### SHORT TASK 1
In the forum thread on after-tax retirement savings, rewrite the passage starting at "I also have" and ending at "in my mid-60s.", putting "Treasury bonds" wherever "I-bonds" appears.

### EXCERPT TO READ
═══

How much of your nest egg is after-tax money?

At the time you retire(d) what percent of your investable nest egg was in after-tax investments (NOT

  • < 5%

    Votes: 8 5.3%
  • 5-10%

    Votes: 10 6.6%
  • 6-20%

    Votes: 28 18.4%
  • 21-50%

    Votes: 41 27.0%
  • 51-75%

    Votes: 36 23.7%
  • 76-100%

    Votes: 29 19.1%

  • Total voters
    152
About 18% is pretax in a 401k, the rest post tax. Some bad investments in the 401k. And our old plan, before I undertook to change providers when I was in managment, had a lot of crappy choices. We also took some money out to invest in real estate and the real estate did well. Only in the last few years have I been dumping the maximum into the 401k.
 
I am at about 24% tax deferred in IRAs and 401(k). I just semi-FIREd.

I maxed out the 401(k) pretty much my whole career, and also put some money in non-deductible IRA and ROTH when I was eligible, but that career was only about 12 years long.

I also have some 3%+ real I-bonds in taxable that are basically the same thing as tax deferred since I won't need to cash them out until I am in my mid-60s.

I keep all of my tax deferred in bonds. And most of my taxable account is in equities. This is very tax efficient.

I am hoping to avoid 72(t) altogether, and have about 50/50 post/pre tax split at age 60.

═══

(Part of a data file)
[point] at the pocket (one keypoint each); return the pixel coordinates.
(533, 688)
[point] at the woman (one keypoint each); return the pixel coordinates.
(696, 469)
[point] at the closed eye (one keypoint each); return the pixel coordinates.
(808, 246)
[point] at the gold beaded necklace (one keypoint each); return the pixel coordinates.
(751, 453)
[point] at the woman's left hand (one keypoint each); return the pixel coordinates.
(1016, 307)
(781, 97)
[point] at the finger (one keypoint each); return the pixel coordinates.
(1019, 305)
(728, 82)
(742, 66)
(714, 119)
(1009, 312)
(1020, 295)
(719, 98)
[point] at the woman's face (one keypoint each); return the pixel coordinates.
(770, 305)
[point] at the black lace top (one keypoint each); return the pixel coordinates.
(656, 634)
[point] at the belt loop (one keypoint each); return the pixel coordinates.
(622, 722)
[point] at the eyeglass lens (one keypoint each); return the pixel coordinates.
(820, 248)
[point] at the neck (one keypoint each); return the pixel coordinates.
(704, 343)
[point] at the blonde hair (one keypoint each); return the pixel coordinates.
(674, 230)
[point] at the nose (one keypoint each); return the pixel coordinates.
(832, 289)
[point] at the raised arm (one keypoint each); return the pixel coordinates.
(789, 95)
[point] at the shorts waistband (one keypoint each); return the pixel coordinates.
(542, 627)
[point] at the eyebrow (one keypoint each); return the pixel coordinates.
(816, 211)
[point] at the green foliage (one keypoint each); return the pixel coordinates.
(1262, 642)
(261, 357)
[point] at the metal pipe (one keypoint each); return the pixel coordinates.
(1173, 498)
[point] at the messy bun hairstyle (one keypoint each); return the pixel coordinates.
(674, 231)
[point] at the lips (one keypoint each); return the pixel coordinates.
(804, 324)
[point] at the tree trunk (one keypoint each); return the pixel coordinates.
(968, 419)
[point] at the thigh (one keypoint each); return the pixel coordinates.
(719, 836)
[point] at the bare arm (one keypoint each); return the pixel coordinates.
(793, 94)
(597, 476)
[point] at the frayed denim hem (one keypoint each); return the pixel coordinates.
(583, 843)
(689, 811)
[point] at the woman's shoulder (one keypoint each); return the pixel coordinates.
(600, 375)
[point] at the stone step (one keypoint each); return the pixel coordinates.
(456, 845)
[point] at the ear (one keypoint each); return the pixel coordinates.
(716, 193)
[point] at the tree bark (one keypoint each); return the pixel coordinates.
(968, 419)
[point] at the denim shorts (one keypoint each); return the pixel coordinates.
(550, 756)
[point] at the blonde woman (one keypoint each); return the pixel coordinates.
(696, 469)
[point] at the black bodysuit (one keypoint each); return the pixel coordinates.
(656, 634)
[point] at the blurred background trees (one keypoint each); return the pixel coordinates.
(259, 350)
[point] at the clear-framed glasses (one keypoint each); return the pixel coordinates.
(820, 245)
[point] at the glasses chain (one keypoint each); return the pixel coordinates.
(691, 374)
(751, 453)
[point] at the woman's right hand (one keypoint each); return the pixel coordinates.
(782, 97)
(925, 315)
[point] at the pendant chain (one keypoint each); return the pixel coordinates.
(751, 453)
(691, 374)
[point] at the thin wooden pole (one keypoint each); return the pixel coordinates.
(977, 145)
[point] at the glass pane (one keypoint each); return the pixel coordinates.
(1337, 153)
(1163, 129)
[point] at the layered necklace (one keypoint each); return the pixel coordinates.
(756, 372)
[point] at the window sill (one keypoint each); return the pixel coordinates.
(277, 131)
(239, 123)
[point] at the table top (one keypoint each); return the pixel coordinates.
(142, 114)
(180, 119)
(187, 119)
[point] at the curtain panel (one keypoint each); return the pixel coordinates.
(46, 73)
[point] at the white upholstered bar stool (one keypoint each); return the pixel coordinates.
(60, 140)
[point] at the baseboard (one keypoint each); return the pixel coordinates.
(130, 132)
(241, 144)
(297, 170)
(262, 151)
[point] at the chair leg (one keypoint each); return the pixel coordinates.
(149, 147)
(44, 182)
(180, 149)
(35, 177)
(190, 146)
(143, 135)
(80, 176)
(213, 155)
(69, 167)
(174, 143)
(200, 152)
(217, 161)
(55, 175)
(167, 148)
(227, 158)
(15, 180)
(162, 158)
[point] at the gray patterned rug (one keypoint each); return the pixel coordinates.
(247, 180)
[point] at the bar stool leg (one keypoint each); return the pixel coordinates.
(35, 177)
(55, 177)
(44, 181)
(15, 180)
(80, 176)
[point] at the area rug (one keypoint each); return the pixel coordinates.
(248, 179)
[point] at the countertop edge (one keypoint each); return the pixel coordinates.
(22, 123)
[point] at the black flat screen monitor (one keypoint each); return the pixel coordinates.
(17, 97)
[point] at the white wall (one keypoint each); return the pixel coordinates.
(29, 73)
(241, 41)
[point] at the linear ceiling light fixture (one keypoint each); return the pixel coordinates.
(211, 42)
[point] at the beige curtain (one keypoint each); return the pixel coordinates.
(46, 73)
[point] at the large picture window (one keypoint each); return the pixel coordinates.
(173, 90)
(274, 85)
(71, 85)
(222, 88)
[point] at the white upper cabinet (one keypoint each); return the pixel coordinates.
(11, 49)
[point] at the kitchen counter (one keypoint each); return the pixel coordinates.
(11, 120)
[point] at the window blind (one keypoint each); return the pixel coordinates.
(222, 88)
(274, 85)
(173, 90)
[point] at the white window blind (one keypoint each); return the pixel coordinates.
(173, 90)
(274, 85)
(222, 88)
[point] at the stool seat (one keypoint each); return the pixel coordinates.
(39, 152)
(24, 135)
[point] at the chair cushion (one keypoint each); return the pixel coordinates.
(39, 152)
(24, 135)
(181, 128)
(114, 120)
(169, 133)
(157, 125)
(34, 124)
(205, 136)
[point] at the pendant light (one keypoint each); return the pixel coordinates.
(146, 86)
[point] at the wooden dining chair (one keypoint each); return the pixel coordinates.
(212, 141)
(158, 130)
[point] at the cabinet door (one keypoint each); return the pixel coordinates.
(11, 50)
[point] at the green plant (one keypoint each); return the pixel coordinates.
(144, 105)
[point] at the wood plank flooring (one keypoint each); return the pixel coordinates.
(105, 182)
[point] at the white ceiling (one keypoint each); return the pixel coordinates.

═══

### SHORT TASK 2
Reproduce word for word the records starting at the line that contains "[point] at the stool" and ending at the last line of the records.

### EXPECTED ANSWER 1
I also have some 3%+ real Treasury bonds in taxable that are basically the same thing as tax deferred since I won't need to cash them out until I am in my mid-60s.

### EXPECTED ANSWER 2
[point] at the stool seat (one keypoint each); return the pixel coordinates.
(39, 152)
(24, 135)
[point] at the chair cushion (one keypoint each); return the pixel coordinates.
(39, 152)
(24, 135)
(181, 128)
(114, 120)
(169, 133)
(157, 125)
(34, 124)
(205, 136)
[point] at the pendant light (one keypoint each); return the pixel coordinates.
(146, 86)
[point] at the wooden dining chair (one keypoint each); return the pixel coordinates.
(212, 141)
(158, 130)
[point] at the cabinet door (one keypoint each); return the pixel coordinates.
(11, 50)
[point] at the green plant (one keypoint each); return the pixel coordinates.
(144, 105)
[point] at the wood plank flooring (one keypoint each); return the pixel coordinates.
(105, 182)
[point] at the white ceiling (one keypoint each); return the pixel coordinates.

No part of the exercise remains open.